## 読解用抜粋
===============
情報処理学会 インタラクション2014

インタラクション2014 プログラム編成にあたって

インタラクション2014 プログラム委員長 水口 充 (京産大)

プログラム委員長写真

当初より「Cross Culturalなインタラクションの場」を目指していたこの会議ですが,共催研究会も増え,扱う分野がかなり広がったと感じています.その中で様々な触発やコラボレーションが産まれ,ますます多彩な発表が行われています.このように規模が大きくなり多様な興味や期待を持つ参加者が集う会議として,最大満足を提供できているか,という点が私は気になっていました.

一般講演発表は初回よりシングルトラックを堅持してきています.元来の目的である異分野交流の観点からも価値のある知見を共有し様々な観点から議論する意義は高いので,これに関しては異論はあまり聞かれませんし,私も問題はないと考えています.一方で,現在のように聴衆の興味が幅広く多様化している状況では,何が共有すべき知見であるか,についてはよく考える必要があるでしょう.過去のプログラム委員会でも採否のボーダーラインになった論文について「聴衆が聞きたいだろうか」などの表現で議論されることがよくありましたが,査読方針としては明示されてこなかったと思います.

そこで,投稿される方に「是非ともご自身の研究がインタラクションに関係する分野においてどう貢献できるのかを明らかにしてください」とのメッセージを発信し,幅広い分野を想定してアピールして頂くようお願いしました.査読者の割り当てに関しては,査読者指名制度を引き続き採用する一方,異なる分野を専門とされる査読者にもお願いし,多様な視点から評価をしました.

一般講演発表には53件の投稿があり,1件あたり4名の査読者を割り当てました.また,これとは別に,若干名のプログラム委員には多くの論文を横断的・相対的に評価する査読をお願いしました.採否判定会議では査読者によるスコアと判定理由を吟味し,6件をロング採録,10件をショート採録としました.ロングとショートの種別は当初は予定していなかったのですが,内容全般に関する知見を共有し議論したいものと,研究の中核に絞り込んで議論したいものがあり,会議として減り張りをつけるのが良いだろうと結論づけて急遽設定させて頂きました.例年に比べると採択件数が若干少なくなりましたが,ボーダーラインとなる論文の数が多く,これらすべてを採択とすると発表時間が十分に取れないという問題がありましたので,今年はクオリティ重視で絞ることにさせて頂きました.インタラクションという会議がクオリティに重きを置くか,あるいは広く発表を受け入れるかは,参加者も含めた議論が必要と思います.

インタラクティブ発表については,これまでも方針に揺らぎがありました.主な要因は空間と時間の制約です.会場の制約で発表件数には限りがありますし,もし会場が十分に広くても体験して議論を行える時間には限りがあります.現在の会場 (日本科学未来館) では空間の制約は緩和されましたが,時間の制約は解消されているとは言えません.
===============
## データ行
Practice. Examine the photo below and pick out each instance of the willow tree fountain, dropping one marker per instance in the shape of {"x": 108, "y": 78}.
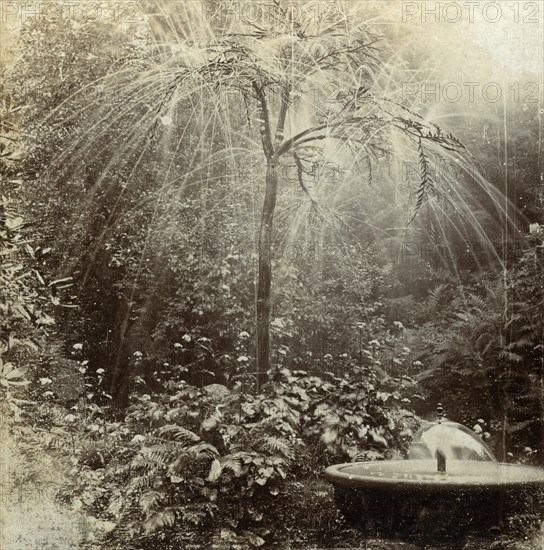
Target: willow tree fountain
{"x": 450, "y": 485}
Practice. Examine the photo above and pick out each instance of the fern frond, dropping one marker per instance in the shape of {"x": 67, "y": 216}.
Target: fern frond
{"x": 278, "y": 446}
{"x": 178, "y": 433}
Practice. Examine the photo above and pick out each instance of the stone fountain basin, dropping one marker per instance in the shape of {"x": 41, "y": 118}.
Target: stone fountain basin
{"x": 408, "y": 498}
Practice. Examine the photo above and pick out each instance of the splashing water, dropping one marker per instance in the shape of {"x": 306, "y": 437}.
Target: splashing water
{"x": 452, "y": 440}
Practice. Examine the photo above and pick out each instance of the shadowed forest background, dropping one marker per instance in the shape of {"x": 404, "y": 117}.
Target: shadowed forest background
{"x": 239, "y": 246}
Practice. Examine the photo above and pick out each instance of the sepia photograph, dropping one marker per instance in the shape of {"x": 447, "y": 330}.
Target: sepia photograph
{"x": 271, "y": 274}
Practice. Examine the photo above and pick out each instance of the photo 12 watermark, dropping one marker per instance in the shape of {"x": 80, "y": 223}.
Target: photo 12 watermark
{"x": 476, "y": 11}
{"x": 12, "y": 11}
{"x": 471, "y": 92}
{"x": 268, "y": 11}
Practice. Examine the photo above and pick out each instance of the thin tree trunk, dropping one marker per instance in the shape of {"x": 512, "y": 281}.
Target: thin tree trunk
{"x": 265, "y": 270}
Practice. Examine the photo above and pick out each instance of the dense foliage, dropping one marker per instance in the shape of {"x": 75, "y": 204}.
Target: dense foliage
{"x": 129, "y": 282}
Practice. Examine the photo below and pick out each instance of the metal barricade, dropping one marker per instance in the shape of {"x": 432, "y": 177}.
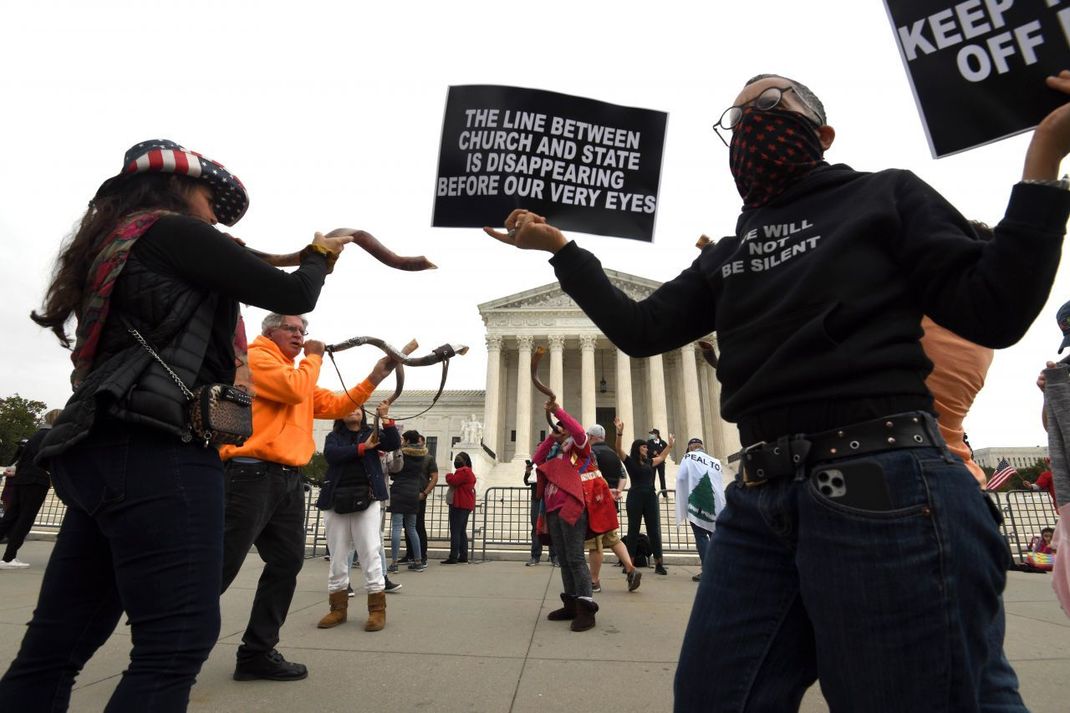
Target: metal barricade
{"x": 1025, "y": 513}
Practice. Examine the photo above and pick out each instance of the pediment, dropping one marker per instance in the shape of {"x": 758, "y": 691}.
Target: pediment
{"x": 551, "y": 297}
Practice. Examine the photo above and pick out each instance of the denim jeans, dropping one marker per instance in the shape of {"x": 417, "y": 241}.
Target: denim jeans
{"x": 568, "y": 542}
{"x": 458, "y": 532}
{"x": 142, "y": 534}
{"x": 701, "y": 541}
{"x": 397, "y": 520}
{"x": 892, "y": 610}
{"x": 536, "y": 545}
{"x": 421, "y": 532}
{"x": 264, "y": 507}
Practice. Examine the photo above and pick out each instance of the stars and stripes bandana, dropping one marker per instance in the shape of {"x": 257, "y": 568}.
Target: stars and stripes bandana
{"x": 770, "y": 150}
{"x": 229, "y": 198}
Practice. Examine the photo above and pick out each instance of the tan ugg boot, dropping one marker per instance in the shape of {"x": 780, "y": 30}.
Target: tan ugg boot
{"x": 377, "y": 611}
{"x": 339, "y": 604}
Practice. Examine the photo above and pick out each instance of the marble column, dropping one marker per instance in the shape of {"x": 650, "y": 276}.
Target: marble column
{"x": 692, "y": 406}
{"x": 491, "y": 401}
{"x": 524, "y": 446}
{"x": 659, "y": 411}
{"x": 556, "y": 366}
{"x": 587, "y": 379}
{"x": 624, "y": 410}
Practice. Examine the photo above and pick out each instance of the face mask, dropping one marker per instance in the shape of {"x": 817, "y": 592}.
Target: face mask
{"x": 770, "y": 150}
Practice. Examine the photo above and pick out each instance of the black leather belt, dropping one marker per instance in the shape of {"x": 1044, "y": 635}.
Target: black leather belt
{"x": 766, "y": 460}
{"x": 263, "y": 467}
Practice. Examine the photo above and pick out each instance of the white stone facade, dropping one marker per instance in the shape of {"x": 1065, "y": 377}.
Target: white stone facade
{"x": 676, "y": 392}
===============
## 課題内容
1. リストのうち「of the white」を含む行からリストの最終行までを、両端の行も含めて一字一句変えずに書き写して返してください。
2. インタラクション2014のプログラム編成についての文章の続きを、最後の文の直後から書き進めてください。

## 最終結果
1.
Practice. Examine the photo above and pick out each instance of the white stone facade, dropping one marker per instance in the shape of {"x": 1065, "y": 377}.
Target: white stone facade
{"x": 676, "y": 392}

2.
インタラクティブ発表が発表側にも人気が高い一因として,研究の初期段階でも気軽に発表できフィードバックが得られることが挙げられます.この観点ではできるだけ広く受け入れることが望ましいでしょう.一方で,玉石混淆となってしまう傾向があることは否めません.参加者からすると原石を発見する楽しみもあるかもしれませんが,発表側の主張したいことがまとまっておらず議論が成立しないようでは発表側・参加者側双方にとって詮無いことでしょう.

そこで,限られた時空間を有効に活用するために,プログラム委員会で推薦する発表によるプレミアム発表枠を復活させました.プレミアム発表には,発表時に目印を付けて讃える,これまですべての発表を対象としていたマッドネス (30秒紹介) をプレミアム発表のみにして時間を長めにする,優先的に一般公開の対象とする,などの優遇措置を採ることにしました.

インタラクティブ発表には一般講演からのスライド分を含めて150件の投稿がありました.プログラム委員会でスコア付けを行い,43件をプレミアム発表としました.この原稿を執筆している時点ではまだ効果を確認するべくもないのですが,発表者へのモチベーション付けや参加者が議論する上での参考になることを願っています.

最後に,論文を投稿して頂いた皆様,査読をお引き受け頂いたプログラム委員の皆様,会議の運営にご尽力頂いた運営委員の皆様,そして特に,投稿システムを管理し夜遅くの問い合わせにも対応頂いた三浦先生 (九工大) に感謝いたします.


インタラクション2014 プログラム委員会

プログラム委員長
水口 充(京産大)
プログラム副委員長
木村 朝子(立命館大)
プログラム委員
秋田 純一(金沢大)
綾塚 祐二(電通国際情報サービス)
五十嵐 健夫(東大)
五十嵐 悠紀(筑波大/JSPS)
市村 哲(東京工科大)
伊藤 貴之(お茶の水女子大)
伊藤 雄一(阪大)
井上 亮文(東京工科大)
井上 創造(九工大)
井上 智雄(筑波大)
今井 倫太(慶大)
井村 誠孝(阪大)
上杉 繁(早大)
内海 章(ATR)
江渡 浩一郎(産総研)
大内 一成(東芝)
大島 千佳(JSPS/佐賀大)
大槻 麻衣(立命館大)
大平 雅雄(和歌山大)
岡田 昌也(静岡大)
岡本 昌之(東芝)
小野 哲雄(北大)
梶本 裕之(電通大)
加藤 直樹(東京学芸大)
加藤 博一(奈良先端大)
金井 秀明(北陸先端大)
金谷 一朗(阪大)
河口 信夫(名大)
北村 喜文(東北大)
木原 民雄(昭和女子大)
清川 清(阪大)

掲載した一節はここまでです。